* START EXTRACT PROVIDED *

### Exercise 1


In [1]:
import numpy as np
import codecs
import nltk
import re
from nltk.tokenize import wordpunct_tokenize
from nltk import PorterStemmer

"""
This is a class sherlock. 
Notice how it is defined with the keyword `class` and a name that begins with a capital letter
"""

class Document():
    
    """ The Doc class rpresents a class of individul documents
    
    """
    
    def __init__(self, speech_year, speech_pres, speech_text):
        self.year = speech_year
        self.pres = speech_pres
        self.text = speech_text.lower()
        self.tokens = np.array(wordpunct_tokenize(self.text))
    
    def token_clean(self,length):

        """ 
        description: strip out non-alpha tokens and tokens of length > 'length'
        input: length: cut off length 
        """

        self.tokens = np.array([t for t in self.tokens if (t.isalpha() and len(t) > length)])


    def stopword_remove(self, stopwords):

        """
        description: Remove stopwords from tokens.
        input: stopwords: a suitable list of stopwords
        """

        
        self.tokens = np.array([t for t in self.tokens if t not in stopwords])


    def stem(self):

        """
        description: Stem tokens with Porter Stemmer.
        """
        
        self.tokens = np.array([PorterStemmer().stem(t) for t in self.tokens])
        


In [2]:
import re
import math
import numpy as np
from collections import Counter

class Corpus():
    
    """ 
    The Corpus class represents a document collection
     
    """
    # I added in the initialization the dictionary with respect to which you want to compute the ranking 
    # (and numb for the number of top documents you want to consider), and method == "tdidf" or "doc-term"
    def __init__(self, doc_data, stopword_file, clean_length):
        """
        Notice that the __init__ method is invoked everytime an object of the class
        is instantiated
        """
        
        #Initialise documents by invoking the appropriate class
        self.docs = [Document(doc[0], doc[1], doc[2]) for doc in doc_data] 
        
        self.N = len(self.docs)
        self.clean_length = clean_length
        
        #get a list of stopwords
        self.create_stopwords(stopword_file, clean_length)
        
        #stopword removal, token cleaning and stemming to docs
        self.clean_docs(2)
        
        #create vocabulary
        self.corpus_tokens()
        
        
    def clean_docs(self, length):
        """ 
        Applies stopword removal, token cleaning and stemming to docs
        """
        for doc in self.docs:
            doc.token_clean(length)
            doc.stopword_remove(self.stopwords)
            doc.stem()        
    
    def create_stopwords(self, stopword_file, length):
        """

* END EXTRACT PROVIDED *

- WORK TO DO:
A) In the notebook code, restate the block beginning "def __init__(self, speech_year, speech_pres, speech_text):" as a short list of what it sets up, keeping its main facts.
B) According to the notebook code, which stemmer does the stem method of the Document class apply to the tokens?
C) Resume the notebook code from its last line, completing the create_stopwords method and the rest of the Corpus class.

* START DATASET EXCERPTS *

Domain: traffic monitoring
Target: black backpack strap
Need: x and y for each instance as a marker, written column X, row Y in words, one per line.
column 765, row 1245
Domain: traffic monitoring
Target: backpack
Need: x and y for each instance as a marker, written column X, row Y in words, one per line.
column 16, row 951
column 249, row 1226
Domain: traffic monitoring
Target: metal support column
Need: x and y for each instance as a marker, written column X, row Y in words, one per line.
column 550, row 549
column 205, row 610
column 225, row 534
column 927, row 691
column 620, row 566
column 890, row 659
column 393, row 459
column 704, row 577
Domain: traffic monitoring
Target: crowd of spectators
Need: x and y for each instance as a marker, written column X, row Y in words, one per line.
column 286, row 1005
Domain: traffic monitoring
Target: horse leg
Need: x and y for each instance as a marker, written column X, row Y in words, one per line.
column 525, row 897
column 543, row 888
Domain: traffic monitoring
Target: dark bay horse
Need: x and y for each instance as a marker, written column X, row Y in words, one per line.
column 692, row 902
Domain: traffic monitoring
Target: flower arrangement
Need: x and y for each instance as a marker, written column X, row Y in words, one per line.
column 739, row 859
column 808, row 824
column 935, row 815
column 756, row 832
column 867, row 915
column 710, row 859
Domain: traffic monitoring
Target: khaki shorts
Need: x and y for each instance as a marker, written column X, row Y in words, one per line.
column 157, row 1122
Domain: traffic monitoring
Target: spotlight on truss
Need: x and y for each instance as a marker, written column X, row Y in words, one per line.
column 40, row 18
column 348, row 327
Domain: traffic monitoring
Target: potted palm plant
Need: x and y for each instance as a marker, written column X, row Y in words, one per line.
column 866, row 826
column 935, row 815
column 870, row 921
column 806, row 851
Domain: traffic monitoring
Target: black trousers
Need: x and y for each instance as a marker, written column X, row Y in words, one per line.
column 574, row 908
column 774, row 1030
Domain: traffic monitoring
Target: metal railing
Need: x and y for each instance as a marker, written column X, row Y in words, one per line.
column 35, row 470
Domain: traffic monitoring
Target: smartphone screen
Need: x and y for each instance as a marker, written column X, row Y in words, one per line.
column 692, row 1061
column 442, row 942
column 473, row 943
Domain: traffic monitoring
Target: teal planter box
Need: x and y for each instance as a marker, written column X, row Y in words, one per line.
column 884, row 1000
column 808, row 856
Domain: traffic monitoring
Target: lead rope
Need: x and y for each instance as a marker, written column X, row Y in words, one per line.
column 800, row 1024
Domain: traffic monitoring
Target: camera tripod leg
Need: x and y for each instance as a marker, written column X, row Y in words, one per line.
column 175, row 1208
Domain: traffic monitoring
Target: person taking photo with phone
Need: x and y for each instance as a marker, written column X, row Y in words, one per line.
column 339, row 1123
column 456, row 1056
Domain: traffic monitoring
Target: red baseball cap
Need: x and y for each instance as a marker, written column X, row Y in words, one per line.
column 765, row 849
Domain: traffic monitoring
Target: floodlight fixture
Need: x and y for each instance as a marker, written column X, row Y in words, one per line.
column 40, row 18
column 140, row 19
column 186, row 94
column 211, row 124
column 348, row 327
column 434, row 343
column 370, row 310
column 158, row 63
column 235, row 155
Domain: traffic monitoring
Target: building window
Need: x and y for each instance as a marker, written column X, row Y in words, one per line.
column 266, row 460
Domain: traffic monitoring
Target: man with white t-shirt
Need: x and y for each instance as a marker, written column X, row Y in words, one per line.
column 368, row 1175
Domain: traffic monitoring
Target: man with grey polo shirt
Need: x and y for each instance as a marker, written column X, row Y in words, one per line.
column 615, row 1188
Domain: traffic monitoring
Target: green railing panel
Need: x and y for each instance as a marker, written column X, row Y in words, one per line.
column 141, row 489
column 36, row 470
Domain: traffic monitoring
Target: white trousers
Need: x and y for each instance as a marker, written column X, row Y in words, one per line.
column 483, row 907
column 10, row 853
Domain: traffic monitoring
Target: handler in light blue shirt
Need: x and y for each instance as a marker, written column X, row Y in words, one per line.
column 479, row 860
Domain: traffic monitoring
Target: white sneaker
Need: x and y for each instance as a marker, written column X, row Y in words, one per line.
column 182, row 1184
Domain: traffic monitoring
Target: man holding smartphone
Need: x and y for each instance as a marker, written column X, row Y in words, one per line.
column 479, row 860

* END DATASET EXCERPTS *

- RESULTS OF THE TASKS:
A)
- The year is stored from speech_year.
- The president is stored from speech_pres.
- The text is stored in lowercase from speech_text.
- The tokens are stored as a NumPy array made by running wordpunct_tokenize on the lowercased text.

B) The Porter Stemmer.

C)
        description: parses a file of stowords, removes words of length < 'length' and 
        stems it
        input: length: cutoff length for words
               stopword_file: stopwords file to parse
        """
        
        with codecs.open(stopword_file,'r','utf-8') as f: raw = f.read()
        
        self.stopwords = (np.array([PorterStemmer().stem(word) 
                                    for word in list(raw.splitlines()) if len(word) > length]))
        
     
    def corpus_tokens(self):
        """
        description: create a set of all tokens or in other words a vocabulary
        """
        
        #initialise an empty set
        self.token_set = set()
        for doc in self.docs:
            self.token_set = self.token_set.union(doc.tokens) 

                
    def generate_document_term_matrix(self):
        """
        description: create the document_term_matrix
        """
        dimD = self.N
        dimV = len(self.token_set)
        terms_list = list(self.token_set)
        document_term_matrix = np.zeros((dimD, dimV))        
        for i in range(dimD):
            document = self.docs[i]
            if i%25==0: print 'counting terms for doc: ' + str(i)
            word_counts = Counter(document.tokens)
            for word_count_pair in word_counts.most_common():
                word = word_count_pair[0]
                count = word_count_pair[1]
                term_idx = terms_list.index(word)
                doc_term_tuple = (i, term_idx)
                document_term_matrix.itemset(doc_term_tuple, count)
        self.document_term_matrix = document_term_matrix

    # exercise 1
    def generate_idfv(self):
        """
        computes the inverse document frequency of each term v
        """
        D = self.N
        # idf_{v} = log(D/d_fv)
        terms_list = list(self.token_set)
        self.idfv = dict.fromkeys(terms_list, 0)
        # creates a hash {'term':0,'term2':0,...}
        for v in self.token_set:
            term_idx = terms_list.index(v)
            d_fv = np.sum(self.document_term_matrix[:,term_idx] > 0)
            c = math.log10(D/d_fv)
            self.idfv[v] = c

    def generate_tf_idf(self):
        D = self.N
        terms_list = list(self.token_set)
        tf_idf = np.zeros(self.document_term_matrix.shape)
        for doc_i in range(D):
            if doc_i%25==0: print 'counting terms for doc: ' + str(doc_i)
            for v_i in range(len(terms_list)):
                doc_term_tuple = (doc_i, v_i)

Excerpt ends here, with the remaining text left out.